(Text provided)
↓

Part 1 — the world traveler #1

healthbank
healthbank
Published in
3 min readNov 12, 2018

healthbank — your medication history traveling the world

When we talked about the advantages of having all relevant health information in one place, we initially and mainly thought about walking from one doctor to the next, from one hospital and back to the general practitioner*.

However, the real value of having all medical records in one place really is travelling! I just recently had a very simple case: a very close friend of mine flew from Los Angeles (love you, D.!) into Berlin on a Saturday night — and forgot her thyroid medication**.

So, what did we do? We went to an emergency room on a Sunday morning — sat down for three hours to see a doctor that didn’t even run tests, but believed the patient that has had to take thyroid medication for more than five years already.

After that, we got the prescription printed, paid a ridiculous amount of money for this “consultation”, jumped in a car, drove around for another hour trying to find a pharmacy that’s open on a Sunday, and finally got the medication saving my friend’s life — or at least well-being for a couple of days.

healthbank could have made a difference here:

  • What if the world traveler could have proven the pharmacist (or ER front desk) with an entire medication history that he or she has been taking thyroid medication for years? Or, even better:
  • What if a world traveler could call a doctor at home, get a prescription issued electronically, fully compliant and safe — so the patient could simply fill this prescription in a foreign country? Like Estonians working or living in Finland?
  • What if there were tele-medical consultations available for world travelers that seem to need medication for a disease they didn’t have a medical history for?

↑

(Exercise brief)
Continue the healthbank article on keeping a medication history while traveling, starting after its final listed question.

(Excerpted records)
↓

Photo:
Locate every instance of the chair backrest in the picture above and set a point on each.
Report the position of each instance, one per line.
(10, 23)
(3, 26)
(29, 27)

↑

(Answer section)
What if we could, by having all this information available in your healthbank account, ease the entire medication management for world travelers?

We would say: then it’s healthbank & YOUR “medical history” travelling with you wherever you go.

We know: there’s still a bunch of regulatory work to be done — but technically speaking: healthbank is ready to roll. Rock’n’roll.

In order to learn more about healthbank, join the Telegram Channel and visit the website.

* In the “old world”, patients got a whole bunch of printouts to carry around from one stop to the other — paper referrals, printed documentations and doctor’s letters, paper prescriptions (which needed to be on paper with a real signature to avoid scams etc — but that’s a whole new topic) and so on and so forth.

** Now, not everybody is familiar with thyroid medication. But let me tell you, it’s no spectacular medication whatsoever: it’s incredibly simple and cheap, it doesn’t have remarkable side effects, it’s actually rather boring. It’s not even fun to take: there’s no high feeling, there’s no giggling, no dizziness. BUT: for those people who have to take it, it’s essential to survive — and for that it’s necessary to get a prescription from a doctor.